── EXTRAIT CHOISI ──

Temps de jeu : 10 heures
Mon premier Jotun
Reçu dans le Humble Monthly Bundle de Janvier 2017
Passé complètement au travers de son destin sur Wii U, Jotun entend bien prendre sa revanche sur Nintendo Switch (eShop). Face aux titans qui se dresseront sur sa route, Thora parviendra-t-elle à se faire une place au Valhalla et, plus encore, dans les meilleurs jeux de la Nintendo Switch ?
Une histoire qui fout les Jotuns
Engloutie par les flots d’une mer déchaînée, Thora n’aura pas eu droit à la mort qu’elle souhaitait. Son drakkar coulé, son équipage noyé ou foudroyé, elle se voit non seulement privée de sa fin rêvée, mais aussi de son accès au Valhalla. Odin lui propose néanmoins un marché : Thora doit prouver sa valeur en sortant victorieuse des Jotuns, des créatures géantes à la force démesurée. Toute l’histoire du jeu se déroulera donc sur fond de mythes nordiques, un sujet rarement abordé dans l’univers vidéoludique ; et quand un studio s’y attaque, il en résulte souvent un titre rigolo, fun et coloré. Fort heureusement, le studio a eu la bonne idée d’en faire une œuvre plus mature, plus sérieuse. Ici, on y retrouve tout l’aspect épique et magique de ces contrées glaciales, protégées par une myriade de divinités, héros et autres aspects surnaturels. Ajoutez-y des doublages intégralement en islandais – une localisation française est disponible – et l’immersion fonctionne. Le scénario est résolument centré sur le monde qui entoure Thora, plus que sur l’héroïne elle-même. Seule ombre au tableau, l’univers aurait gagné à être plus explicite pour ceux qui ne connaissent rien à la mythologie nordique.
La direction artistique, enchanteresse, accompagne avec merveille un univers déjà fort de sa thématique. Tous les décors, personnages et animations ont été réalisés à la main, lui donnant l’aspect d’un dessin animé du plus bel effet. Les coups portés par Thora ou ses ennemis gagnent en dynamisme, à l’image des remarquables entrées en scène des Jotuns. Véritable merveille pour les yeux, le jeu se paie également le luxe d’afficher des ambitions de gigantisme, en attestent les boss ou même le level design. Avec une vue en 2D isométrique, notre héroïne semble toute petite, presque ridicule face à la toute grandeur de Mère Nature. Ce choix est tout autant artistique que scénaristique ; le joueur comprend instinctivement qu’il devra réaliser d’immenses exploits pour se frayer un chemin vers le Valhalla, qu’il lui faille affronter une armée de nains ou traverser d’immenses marais toxiques. La bande-son, signée par Maxime Lacoste-Lebuis, se montre à la hauteur, embellissant le voyage de bout en bout. Les affrontements de boss sont les moments qui en profitent le plus, marqués par des compositions épiques.
Odin donc, c’est beau !

───
── DONNÉES FOURNIES ──

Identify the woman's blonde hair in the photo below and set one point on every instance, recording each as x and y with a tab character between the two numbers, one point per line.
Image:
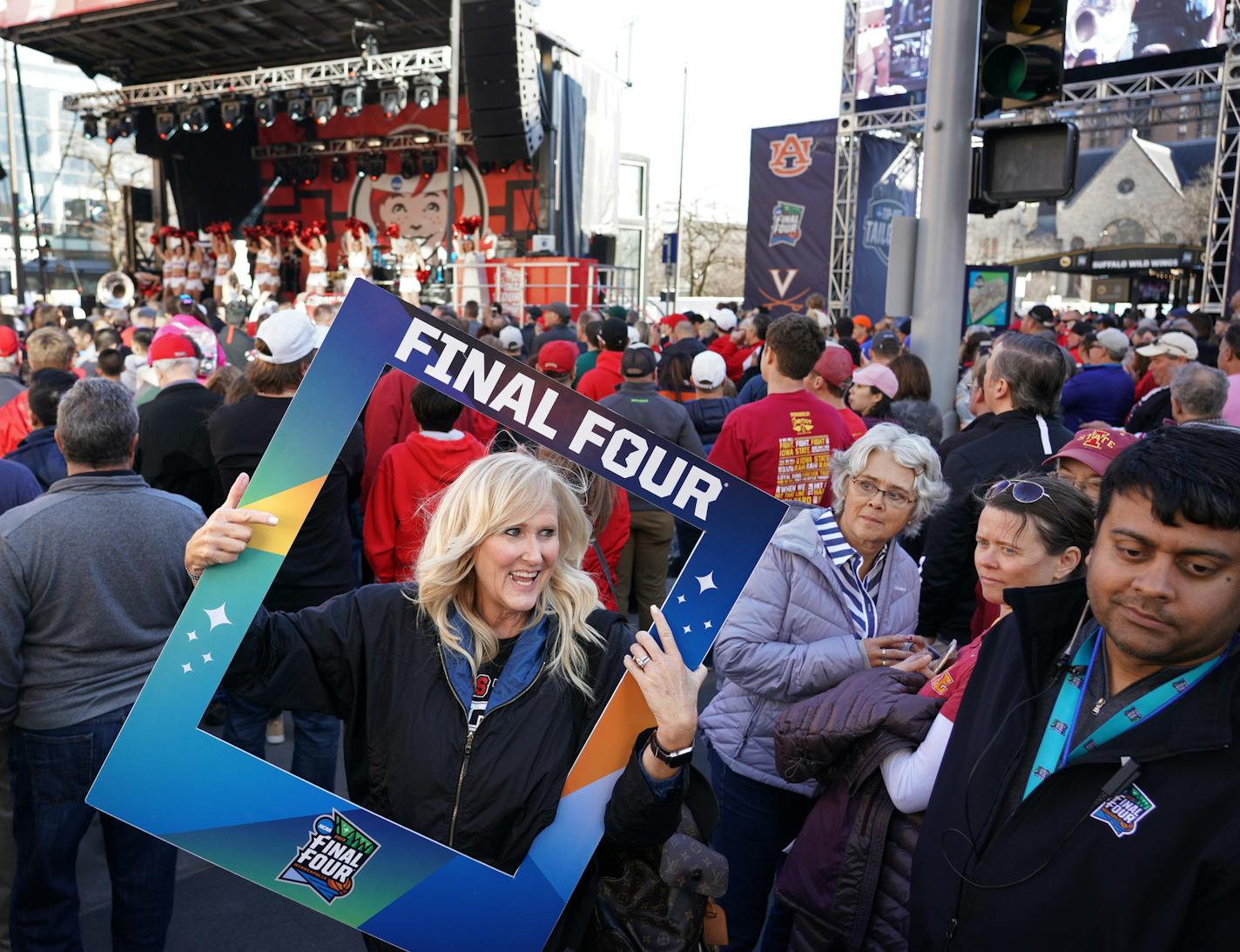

───

▸ TRAVAIL DEMANDÉ:
**A.** Traduisez en anglais cette phrase de l'extrait sur Jotun : « Le scénario est résolument centré sur le monde qui entoure Thora, plus que sur l’héroïne elle-même. »
**B.** Recopiez le passage de l'extrait sur Jotun situé entre « Temps de jeu » et « Nintendo Switch ? », bornes comprises.

▸ CORRIGÉ:
**A.** The story is firmly centered on the world around Thora, more than on the heroine herself.

**B.**
Temps de jeu : 10 heures
Mon premier Jotun
Reçu dans le Humble Monthly Bundle de Janvier 2017
Passé complètement au travers de son destin sur Wii U, Jotun entend bien prendre sa revanche sur Nintendo Switch (eShop). Face aux titans qui se dresseront sur sa route, Thora parviendra-t-elle à se faire une place au Valhalla et, plus encore, dans les meilleurs jeux de la Nintendo Switch ?